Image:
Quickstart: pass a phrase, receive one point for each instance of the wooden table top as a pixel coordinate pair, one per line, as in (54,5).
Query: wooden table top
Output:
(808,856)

# # # #

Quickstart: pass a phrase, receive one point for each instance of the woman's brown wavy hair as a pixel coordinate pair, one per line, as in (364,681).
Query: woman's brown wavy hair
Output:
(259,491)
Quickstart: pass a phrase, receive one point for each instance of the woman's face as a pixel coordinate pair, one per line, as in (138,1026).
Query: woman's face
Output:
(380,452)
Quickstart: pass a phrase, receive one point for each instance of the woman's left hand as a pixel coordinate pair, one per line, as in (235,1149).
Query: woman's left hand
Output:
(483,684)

# # # #

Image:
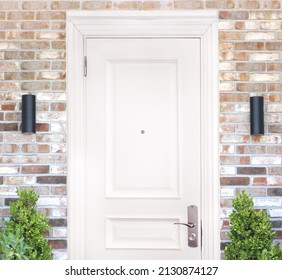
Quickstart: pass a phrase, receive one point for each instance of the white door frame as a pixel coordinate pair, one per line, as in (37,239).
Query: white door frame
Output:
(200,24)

# # # #

_Exercise instructions_.
Would you copy all lines in the records where the string "door" appears?

_Task answer_.
Quickstart: pass a phrase, receive one point for each instance of the white door frame as a pixel coordinate pair, one per line, as in (37,239).
Query: white door frame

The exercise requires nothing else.